→ 问题陈述 1
请将记录中从包含“Please pin the hair”的那一行起、到记录末尾为止的各行逐字照抄，首尾两行都包括在内。

··········

三，四元环计数

• 想证明的东西一定要尝试验证是不是对的，可以尝试卡
• 证明
• 定义优先级按\(deg\)比较， 相同比编号， 然后大往小连边
• 对于任意的点\(u\), \(in_u \leq \sqrt m\)
• 所以， 我们枚举\(u\)点， 再枚举他的下一个\(v \leq u\)点， 再枚举下一个\(w \leq v\)点
• 每一个点的贡献是$ in_u \times deg_u \leq m \sqrt m$

\(\Large Three\)

#include<bits/stdc++.h>
using namespace std;
const int N = 1e5 + 10;
int n, m, deg[N], vis[N];
vector<int> g[N], e[N];
void adde(int u, int v){g[u].push_back(v), deg[v]++;}
void addt(int u, int v){e[u].push_back(v);}
int cmp(int x, int y){return deg[x] > deg[y] || (deg[x] == deg[y] && x > y);}
int main()
{
  scanf("%d%d", &n, &m);
  int u, v;
  for(int i = 1; i <= m; i++)
  {
    scanf("%d%d", &u, &v);
    adde(u, v), adde(v, u);
  }
  int ans = 0;
  for(int u = 1; u <= n; u++)
  {
    for(auto v : g[u]) if(cmp(u, v)) vis[v] = 1;
    for(auto v : g[u])
    {
      if(!cmp(u, v)) continue;
      for(auto w : g[v])
      {
        if(!cmp(v, w)) continue;
        if(vis[w]) ans++;
      }
    }
    for(auto v : g[u]) if(cmp(u, v)) vis[v] = 0;
  }
  printf("%d\n", ans);
  return 0;
}

• \(\Large Four\)

#include<bits/stdc++.h>

#define forall(i, u, g, v) for(int i = 0, v; i < (int)g[u].size() && (v = g[u][i], 1); i++)

··········

→ 问题陈述 2
根据关于三、四元环计数的文段，回答下列问题：
(a) 优先级是怎样定义的？
(b) 三元环代码中常量 N 的值是多少？
(c) 对于任意点 u，in_u 的上界是多少？

··········

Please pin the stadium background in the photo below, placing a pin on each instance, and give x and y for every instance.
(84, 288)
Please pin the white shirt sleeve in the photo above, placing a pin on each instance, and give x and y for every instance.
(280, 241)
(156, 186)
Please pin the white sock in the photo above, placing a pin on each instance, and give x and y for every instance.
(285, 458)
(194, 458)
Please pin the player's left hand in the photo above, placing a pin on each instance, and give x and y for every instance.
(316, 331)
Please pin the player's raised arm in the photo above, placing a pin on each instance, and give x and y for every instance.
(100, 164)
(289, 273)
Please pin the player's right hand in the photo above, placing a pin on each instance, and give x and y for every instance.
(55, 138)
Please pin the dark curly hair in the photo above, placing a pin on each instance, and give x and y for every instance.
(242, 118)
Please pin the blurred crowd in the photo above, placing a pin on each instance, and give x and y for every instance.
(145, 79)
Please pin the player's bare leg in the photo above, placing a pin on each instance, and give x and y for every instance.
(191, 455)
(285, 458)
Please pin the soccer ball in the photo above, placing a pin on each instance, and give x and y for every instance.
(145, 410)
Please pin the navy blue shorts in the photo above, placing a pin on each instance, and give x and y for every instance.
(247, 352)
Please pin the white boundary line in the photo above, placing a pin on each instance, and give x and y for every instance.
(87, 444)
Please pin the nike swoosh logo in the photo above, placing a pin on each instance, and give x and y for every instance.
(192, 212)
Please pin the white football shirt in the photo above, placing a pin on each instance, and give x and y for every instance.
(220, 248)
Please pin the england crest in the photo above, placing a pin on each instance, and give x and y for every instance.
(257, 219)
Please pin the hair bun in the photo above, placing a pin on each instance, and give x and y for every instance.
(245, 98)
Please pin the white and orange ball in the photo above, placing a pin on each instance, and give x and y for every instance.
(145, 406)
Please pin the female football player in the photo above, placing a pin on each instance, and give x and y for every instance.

··········

→ 完整解答 1
Please pin the hair bun in the photo above, placing a pin on each instance, and give x and y for every instance.
(245, 98)
Please pin the white and orange ball in the photo above, placing a pin on each instance, and give x and y for every instance.
(145, 406)
Please pin the female football player in the photo above, placing a pin on each instance, and give x and y for every instance.

→ 完整解答 2
(a) 按 deg 比较，deg 相同时比编号，然后由大往小连边。
(b) 1e5 + 10。
(c) in_u ≤ √m。